• GIVEN EXERCISE:
Pick up the Paul Jaray biography where it stops and keep writing it.

• DOCUMENT PASSAGE:
--------------------------------------------------

Paul Jaray (Hungarian: Járay Pál; 11 March 1889 – 22 September 1974) was an engineer, designer, and a pioneer of automotive streamlining.

Life

Jaray, of Hungarian-Jewish descent, was born in Vienna. Jaray studied at Maschinenbauschule in Vienna and worked at the Prague Technical University as an assistant to Professor Rudolf Dörfl.

Later he became the chief design engineer for the aircraft building firm Flugzeugbau Friedrichshafen, designing seaplanes. From 1914 Jaray worked at Luftschiffbau Zeppelin, located in the same town, concentrating on streamlining airships. Jaray designed the airship LZ 120 Bodensee on which airships such as the LZ 127 Graf Zeppelin, the LZ 129 Hindenburg and the LZ-130 were later based. Further experiments in LZ's wind tunnel led to his establishment of streamlining principles for car designs. In 1923 he moved permanently to Switzerland, opening an office in Brunnen.

In 1927, Jaray founded the Stromlinien Karosserie Gesellschaft, which presented numerous designs for streamlined car body work. It issued licences to major vehicle manufacturers including Tatra Works in Kopřivnice, Czechoslovakia. Tatra was the only manufacturer that used Jaray's streamlining principles for their car production. Jaray designed his own cars starting with the 1923 Ley and followed on with designs for Chrysler, Mercedes-Benz, Maybach, Apollo, Dixi, Audi, Adler, Jawa, Ford, Steyr and others.

--------------------------------------------------

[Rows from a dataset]
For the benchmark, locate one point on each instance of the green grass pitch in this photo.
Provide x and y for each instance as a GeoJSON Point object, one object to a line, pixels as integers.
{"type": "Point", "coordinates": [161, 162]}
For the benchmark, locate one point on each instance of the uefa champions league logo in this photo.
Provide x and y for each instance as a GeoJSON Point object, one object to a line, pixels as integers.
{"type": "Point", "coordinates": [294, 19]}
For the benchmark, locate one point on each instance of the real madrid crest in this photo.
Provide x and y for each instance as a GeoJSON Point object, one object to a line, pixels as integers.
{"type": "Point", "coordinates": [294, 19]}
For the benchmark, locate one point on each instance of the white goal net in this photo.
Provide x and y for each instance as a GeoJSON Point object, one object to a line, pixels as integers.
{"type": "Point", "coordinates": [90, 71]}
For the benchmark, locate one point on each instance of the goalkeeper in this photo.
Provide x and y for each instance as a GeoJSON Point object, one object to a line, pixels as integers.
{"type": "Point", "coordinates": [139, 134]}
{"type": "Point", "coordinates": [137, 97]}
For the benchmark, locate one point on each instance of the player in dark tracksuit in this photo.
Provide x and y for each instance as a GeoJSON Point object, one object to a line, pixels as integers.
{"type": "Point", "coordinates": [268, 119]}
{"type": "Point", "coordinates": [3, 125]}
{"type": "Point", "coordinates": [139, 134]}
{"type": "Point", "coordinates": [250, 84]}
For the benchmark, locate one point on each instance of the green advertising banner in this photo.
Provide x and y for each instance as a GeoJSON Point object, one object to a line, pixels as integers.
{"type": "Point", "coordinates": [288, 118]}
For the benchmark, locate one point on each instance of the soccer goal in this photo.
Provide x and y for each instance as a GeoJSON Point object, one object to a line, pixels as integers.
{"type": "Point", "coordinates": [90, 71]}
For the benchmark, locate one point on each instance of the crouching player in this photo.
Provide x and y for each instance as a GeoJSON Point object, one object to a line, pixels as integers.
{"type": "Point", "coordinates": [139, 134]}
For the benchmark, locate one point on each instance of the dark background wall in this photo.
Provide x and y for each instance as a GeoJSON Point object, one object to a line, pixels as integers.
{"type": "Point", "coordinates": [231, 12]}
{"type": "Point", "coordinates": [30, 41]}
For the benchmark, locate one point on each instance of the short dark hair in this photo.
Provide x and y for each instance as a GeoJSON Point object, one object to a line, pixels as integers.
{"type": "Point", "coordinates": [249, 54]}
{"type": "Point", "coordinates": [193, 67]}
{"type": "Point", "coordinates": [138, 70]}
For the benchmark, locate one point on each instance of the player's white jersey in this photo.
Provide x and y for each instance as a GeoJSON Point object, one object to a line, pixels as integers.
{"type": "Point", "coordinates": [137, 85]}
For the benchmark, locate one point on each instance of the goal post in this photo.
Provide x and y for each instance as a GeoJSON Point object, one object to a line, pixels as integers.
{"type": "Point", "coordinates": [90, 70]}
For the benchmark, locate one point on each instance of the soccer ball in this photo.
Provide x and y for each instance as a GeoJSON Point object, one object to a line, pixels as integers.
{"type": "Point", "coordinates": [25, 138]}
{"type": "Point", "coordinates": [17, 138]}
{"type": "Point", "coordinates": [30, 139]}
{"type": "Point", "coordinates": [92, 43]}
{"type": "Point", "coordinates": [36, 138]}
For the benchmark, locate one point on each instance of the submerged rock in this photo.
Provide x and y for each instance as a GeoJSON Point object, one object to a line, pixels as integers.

--------------------------------------------------

• REPLY TO THE EXERCISE:
His own 1933 car was built on a Mercedes-Benz chassis with a body by Huber and Bruehwiler of Lucerne. Jaray was also interested in radio and television technology. In 1941 he worked for Farner AG in Grenchen on nosewheel undercarriage design. In 1944 he set up as an independent engineer working on wind-driven power station. He was the author of a large number of technical patents relating to streamlining, air compressors for railway, and devices for handling gases in silencers. Later he lectured at the Eidgenoessische Technische Hochschule (Swiss Federal Institute of Technology), Zürich.

Jaray died in 1974 in St. Gallen.

See also
 Tatra
 Automobile drag coefficient

Notes

External links
BMW Car Designers Paul Jaray in the overview of the BMW automotive designers.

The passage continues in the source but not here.